>> Start

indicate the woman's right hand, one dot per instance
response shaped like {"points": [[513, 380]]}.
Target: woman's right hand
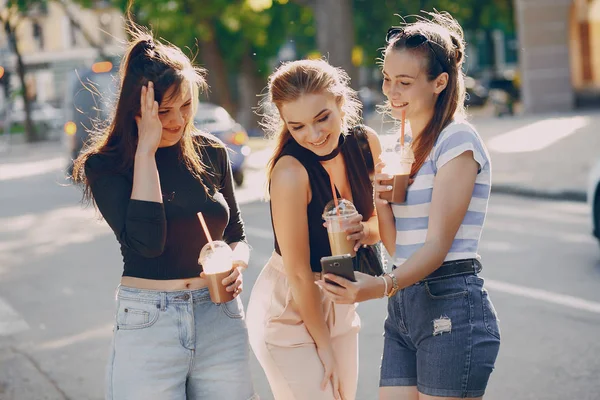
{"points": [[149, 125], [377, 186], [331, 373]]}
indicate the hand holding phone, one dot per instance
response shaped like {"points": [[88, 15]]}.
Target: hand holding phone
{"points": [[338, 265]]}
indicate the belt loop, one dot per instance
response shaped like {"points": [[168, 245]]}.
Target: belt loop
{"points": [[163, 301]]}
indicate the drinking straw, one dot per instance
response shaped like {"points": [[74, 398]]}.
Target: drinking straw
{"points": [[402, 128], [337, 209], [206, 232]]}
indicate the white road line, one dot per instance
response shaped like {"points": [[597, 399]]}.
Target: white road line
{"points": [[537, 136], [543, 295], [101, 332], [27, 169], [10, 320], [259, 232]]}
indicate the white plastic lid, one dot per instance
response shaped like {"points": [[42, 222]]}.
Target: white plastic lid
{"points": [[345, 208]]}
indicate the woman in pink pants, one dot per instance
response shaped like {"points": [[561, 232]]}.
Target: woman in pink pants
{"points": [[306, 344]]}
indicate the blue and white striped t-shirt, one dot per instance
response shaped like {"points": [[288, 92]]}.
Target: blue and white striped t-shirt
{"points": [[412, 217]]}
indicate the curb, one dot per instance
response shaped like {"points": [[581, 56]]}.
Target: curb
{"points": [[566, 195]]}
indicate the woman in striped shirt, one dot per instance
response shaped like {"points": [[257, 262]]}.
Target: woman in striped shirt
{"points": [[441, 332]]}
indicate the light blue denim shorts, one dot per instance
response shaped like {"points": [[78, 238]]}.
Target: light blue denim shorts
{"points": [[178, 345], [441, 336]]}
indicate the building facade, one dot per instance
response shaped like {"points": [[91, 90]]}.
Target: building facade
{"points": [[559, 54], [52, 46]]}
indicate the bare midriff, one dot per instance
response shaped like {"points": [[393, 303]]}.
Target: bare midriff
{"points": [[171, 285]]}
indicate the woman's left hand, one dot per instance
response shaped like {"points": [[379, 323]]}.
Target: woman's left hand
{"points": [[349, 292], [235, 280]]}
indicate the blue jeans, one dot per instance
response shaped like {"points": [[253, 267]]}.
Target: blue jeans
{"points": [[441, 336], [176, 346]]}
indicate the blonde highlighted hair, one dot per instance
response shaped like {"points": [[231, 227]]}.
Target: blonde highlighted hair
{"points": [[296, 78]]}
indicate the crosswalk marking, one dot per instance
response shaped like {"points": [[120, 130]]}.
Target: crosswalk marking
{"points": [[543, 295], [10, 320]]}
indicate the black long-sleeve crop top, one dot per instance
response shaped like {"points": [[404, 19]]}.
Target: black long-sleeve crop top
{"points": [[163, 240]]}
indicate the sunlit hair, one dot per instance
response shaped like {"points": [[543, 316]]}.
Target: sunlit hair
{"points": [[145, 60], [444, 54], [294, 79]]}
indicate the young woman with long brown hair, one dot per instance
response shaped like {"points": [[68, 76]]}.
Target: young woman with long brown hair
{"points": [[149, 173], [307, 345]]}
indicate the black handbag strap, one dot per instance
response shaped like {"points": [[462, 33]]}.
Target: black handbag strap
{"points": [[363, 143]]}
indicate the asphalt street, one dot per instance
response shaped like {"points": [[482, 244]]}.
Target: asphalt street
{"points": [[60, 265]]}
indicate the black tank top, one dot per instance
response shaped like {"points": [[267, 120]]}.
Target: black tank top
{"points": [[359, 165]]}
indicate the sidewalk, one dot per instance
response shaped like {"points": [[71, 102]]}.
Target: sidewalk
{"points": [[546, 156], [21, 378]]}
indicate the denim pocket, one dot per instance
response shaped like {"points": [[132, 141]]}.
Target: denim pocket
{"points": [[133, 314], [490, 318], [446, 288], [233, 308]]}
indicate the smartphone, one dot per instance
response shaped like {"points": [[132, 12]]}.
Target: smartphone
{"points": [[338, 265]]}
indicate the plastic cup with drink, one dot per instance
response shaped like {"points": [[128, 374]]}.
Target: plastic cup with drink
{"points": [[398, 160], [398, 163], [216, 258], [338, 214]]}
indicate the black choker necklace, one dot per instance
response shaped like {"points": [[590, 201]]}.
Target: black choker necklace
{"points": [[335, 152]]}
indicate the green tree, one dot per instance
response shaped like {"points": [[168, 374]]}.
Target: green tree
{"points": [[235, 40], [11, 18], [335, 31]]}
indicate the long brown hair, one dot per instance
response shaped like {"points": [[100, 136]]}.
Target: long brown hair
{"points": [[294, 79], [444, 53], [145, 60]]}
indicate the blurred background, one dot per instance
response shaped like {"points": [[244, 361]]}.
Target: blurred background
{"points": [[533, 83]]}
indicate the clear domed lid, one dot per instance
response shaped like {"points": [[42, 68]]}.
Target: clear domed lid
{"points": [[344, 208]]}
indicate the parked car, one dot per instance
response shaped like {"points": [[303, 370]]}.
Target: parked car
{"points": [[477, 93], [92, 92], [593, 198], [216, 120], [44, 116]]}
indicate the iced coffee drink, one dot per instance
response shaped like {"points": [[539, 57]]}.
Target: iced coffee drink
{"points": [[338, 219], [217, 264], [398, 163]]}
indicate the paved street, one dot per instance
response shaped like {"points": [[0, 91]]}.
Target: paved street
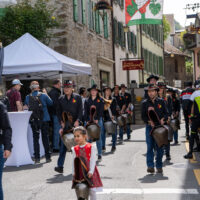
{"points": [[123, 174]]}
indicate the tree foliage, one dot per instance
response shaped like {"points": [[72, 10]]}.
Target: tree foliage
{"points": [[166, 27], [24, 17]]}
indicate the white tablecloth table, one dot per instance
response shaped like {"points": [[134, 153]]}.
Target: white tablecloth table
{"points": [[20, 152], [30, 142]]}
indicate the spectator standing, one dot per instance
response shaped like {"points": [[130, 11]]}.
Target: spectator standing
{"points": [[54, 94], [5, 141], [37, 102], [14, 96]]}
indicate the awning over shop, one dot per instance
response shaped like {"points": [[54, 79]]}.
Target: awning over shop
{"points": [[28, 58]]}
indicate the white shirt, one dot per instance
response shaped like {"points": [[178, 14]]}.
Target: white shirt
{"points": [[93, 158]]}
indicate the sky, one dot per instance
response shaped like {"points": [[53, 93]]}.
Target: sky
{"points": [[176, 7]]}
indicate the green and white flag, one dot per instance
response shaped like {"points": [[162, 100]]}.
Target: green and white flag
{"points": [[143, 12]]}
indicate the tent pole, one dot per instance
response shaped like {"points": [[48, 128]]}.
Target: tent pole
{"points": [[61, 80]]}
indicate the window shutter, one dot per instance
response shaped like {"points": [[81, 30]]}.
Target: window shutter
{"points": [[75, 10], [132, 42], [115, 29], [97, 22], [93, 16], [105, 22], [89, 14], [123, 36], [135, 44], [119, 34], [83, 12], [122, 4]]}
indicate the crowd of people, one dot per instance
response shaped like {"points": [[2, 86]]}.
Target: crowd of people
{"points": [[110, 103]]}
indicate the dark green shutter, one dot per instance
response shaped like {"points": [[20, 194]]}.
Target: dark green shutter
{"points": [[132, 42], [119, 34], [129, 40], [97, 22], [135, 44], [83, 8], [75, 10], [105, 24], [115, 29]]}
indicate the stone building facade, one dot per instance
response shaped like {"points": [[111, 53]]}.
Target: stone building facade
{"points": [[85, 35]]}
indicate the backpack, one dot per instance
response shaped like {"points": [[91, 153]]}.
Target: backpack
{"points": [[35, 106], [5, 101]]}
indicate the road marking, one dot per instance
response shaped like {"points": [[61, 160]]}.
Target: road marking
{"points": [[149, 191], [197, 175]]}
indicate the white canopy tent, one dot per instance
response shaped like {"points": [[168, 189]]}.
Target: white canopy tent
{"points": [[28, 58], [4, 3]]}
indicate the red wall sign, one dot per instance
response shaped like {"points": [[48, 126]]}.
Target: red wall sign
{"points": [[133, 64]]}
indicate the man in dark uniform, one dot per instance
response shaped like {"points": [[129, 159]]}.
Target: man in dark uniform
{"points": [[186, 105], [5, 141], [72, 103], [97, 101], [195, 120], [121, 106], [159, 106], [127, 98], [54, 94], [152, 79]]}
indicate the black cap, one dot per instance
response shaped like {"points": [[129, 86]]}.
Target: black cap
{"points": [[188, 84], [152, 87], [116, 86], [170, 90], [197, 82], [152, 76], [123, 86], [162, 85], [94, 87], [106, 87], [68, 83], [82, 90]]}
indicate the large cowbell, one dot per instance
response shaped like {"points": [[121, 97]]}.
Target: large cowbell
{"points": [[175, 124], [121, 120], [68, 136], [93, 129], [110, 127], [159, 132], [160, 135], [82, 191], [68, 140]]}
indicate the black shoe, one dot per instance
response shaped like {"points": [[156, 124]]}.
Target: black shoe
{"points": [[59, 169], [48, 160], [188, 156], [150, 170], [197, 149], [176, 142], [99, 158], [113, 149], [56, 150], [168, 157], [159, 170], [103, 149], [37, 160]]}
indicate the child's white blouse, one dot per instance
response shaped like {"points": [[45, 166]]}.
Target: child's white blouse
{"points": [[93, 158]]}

>> End
>> Start

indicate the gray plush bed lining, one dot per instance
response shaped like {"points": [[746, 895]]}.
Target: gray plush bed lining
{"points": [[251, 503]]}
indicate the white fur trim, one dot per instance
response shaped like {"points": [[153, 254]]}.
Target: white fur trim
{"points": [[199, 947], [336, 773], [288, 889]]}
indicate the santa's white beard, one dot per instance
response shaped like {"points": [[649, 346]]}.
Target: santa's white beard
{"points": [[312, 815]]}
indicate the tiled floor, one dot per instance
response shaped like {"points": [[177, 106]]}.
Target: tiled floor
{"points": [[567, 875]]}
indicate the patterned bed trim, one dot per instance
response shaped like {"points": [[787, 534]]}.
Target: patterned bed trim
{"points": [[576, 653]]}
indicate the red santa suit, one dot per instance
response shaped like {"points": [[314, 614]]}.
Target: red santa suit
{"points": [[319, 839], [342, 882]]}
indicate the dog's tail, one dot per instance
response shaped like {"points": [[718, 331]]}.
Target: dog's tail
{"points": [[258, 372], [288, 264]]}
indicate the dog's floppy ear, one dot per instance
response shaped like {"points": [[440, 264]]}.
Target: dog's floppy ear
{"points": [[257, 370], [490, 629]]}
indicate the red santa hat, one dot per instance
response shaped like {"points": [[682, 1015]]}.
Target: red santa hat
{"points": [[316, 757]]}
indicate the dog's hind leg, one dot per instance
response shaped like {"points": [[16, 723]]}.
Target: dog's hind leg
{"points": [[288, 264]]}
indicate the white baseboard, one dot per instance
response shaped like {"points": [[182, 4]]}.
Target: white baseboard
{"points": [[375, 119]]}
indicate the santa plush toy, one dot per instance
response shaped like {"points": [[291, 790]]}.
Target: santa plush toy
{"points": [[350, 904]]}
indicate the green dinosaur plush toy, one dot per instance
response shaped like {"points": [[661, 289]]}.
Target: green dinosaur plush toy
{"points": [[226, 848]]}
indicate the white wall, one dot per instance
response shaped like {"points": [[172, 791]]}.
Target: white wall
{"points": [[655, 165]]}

>> End

--- STATED TASK ---
Please pick out every line in the items above that contains the string "tiled", and copy each of those lines in full.

--- RESULT BELOW ---
indicate the tiled floor, one dot per instance
Target: tiled floor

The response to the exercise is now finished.